RECORDS FOR THE TASK =
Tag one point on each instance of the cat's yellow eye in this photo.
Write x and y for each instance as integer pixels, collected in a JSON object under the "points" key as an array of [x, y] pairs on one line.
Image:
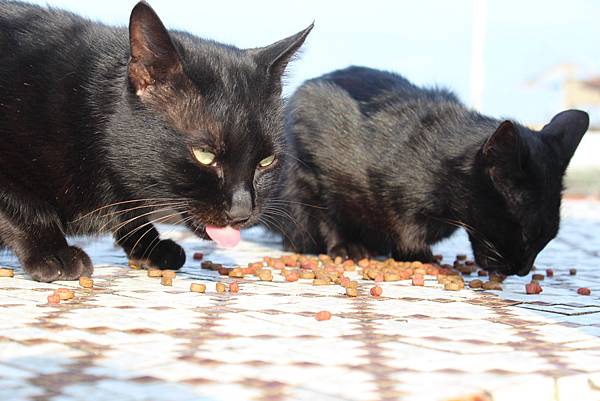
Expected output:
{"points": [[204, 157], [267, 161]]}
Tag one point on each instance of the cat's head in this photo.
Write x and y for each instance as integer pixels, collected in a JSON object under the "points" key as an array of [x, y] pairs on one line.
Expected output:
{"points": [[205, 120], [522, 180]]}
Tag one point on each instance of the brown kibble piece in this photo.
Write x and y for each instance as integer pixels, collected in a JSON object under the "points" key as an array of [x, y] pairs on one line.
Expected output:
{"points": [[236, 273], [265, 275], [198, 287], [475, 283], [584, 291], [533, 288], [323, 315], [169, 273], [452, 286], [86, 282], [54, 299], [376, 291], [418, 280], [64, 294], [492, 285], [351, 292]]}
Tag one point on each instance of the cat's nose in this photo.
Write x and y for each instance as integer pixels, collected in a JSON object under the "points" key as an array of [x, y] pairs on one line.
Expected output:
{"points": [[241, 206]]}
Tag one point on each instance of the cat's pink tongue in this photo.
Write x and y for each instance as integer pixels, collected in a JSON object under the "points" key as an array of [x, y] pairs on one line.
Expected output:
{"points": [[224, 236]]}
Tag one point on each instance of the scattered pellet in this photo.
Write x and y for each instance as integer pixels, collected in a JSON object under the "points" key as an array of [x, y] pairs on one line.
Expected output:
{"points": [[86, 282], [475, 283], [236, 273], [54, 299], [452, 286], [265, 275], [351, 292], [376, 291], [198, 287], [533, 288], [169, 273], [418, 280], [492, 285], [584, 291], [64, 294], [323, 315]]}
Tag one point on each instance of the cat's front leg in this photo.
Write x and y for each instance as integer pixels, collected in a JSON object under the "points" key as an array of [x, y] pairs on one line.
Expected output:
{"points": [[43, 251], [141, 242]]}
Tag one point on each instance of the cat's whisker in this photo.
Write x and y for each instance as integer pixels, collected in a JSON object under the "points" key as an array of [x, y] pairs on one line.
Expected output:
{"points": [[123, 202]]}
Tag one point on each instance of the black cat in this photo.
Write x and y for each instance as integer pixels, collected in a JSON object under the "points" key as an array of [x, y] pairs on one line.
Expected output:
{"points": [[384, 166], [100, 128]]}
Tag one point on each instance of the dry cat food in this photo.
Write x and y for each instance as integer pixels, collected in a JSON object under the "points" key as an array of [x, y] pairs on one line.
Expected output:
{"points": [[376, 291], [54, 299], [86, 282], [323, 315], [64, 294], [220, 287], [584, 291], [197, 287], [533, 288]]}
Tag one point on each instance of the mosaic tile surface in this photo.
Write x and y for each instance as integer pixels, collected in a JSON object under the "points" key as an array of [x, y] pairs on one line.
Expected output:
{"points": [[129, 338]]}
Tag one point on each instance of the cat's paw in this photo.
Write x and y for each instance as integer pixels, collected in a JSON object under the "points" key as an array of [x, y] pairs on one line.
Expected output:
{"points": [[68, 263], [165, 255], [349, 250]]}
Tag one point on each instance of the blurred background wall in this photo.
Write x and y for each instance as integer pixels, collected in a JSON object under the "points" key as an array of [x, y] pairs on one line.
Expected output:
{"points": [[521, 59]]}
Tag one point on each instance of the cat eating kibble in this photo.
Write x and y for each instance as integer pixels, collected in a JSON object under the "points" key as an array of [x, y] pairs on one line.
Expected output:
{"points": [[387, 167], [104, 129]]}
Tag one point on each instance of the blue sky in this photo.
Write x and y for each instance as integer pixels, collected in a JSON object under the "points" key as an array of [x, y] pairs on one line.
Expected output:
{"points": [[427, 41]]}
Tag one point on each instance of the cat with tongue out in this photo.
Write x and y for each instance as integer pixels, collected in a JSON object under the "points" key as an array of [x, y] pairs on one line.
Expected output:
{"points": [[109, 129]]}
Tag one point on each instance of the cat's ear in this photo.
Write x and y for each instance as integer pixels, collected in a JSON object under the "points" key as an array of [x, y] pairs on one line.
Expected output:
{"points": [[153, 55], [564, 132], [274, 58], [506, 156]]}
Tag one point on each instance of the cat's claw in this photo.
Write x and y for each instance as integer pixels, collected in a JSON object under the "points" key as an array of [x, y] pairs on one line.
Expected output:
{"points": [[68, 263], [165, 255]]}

WORK INSTRUCTIONS = Each line from the one containing "Tag one point on each instance of the blue" to the end of the listing above should be copied exactly, and nothing else.

FULL OUTPUT =
Tag one point on each instance of the blue sky in this photo.
Write x and y for each instance as integer pixels, collected in a JSON object under the "points" key as an array of [x, y] pairs on one line.
Expected output:
{"points": [[427, 41]]}
Tag one point on each instance of the cat with tongue out in this photo.
Write x and y for each instance as integer pixels, collected in a JSON object under the "points" key as an array of [x, y] pairs on one line.
Expected output:
{"points": [[109, 129]]}
Tag one point on each instance of the cat's ear in this photo.
Write x and y for each instance as integer pixels, collected in a JSON object under the "points" key as an array of [x, y] pairs on one line.
Expected output:
{"points": [[153, 55], [564, 132], [274, 58], [506, 156]]}
Tag one point on each instance of the cat's claw in this photo.
Write x and y for each instance as integer pixels, collected in a JSON object under the "points" key as an array of [x, y] pairs on one line.
Expected output:
{"points": [[68, 263], [165, 255]]}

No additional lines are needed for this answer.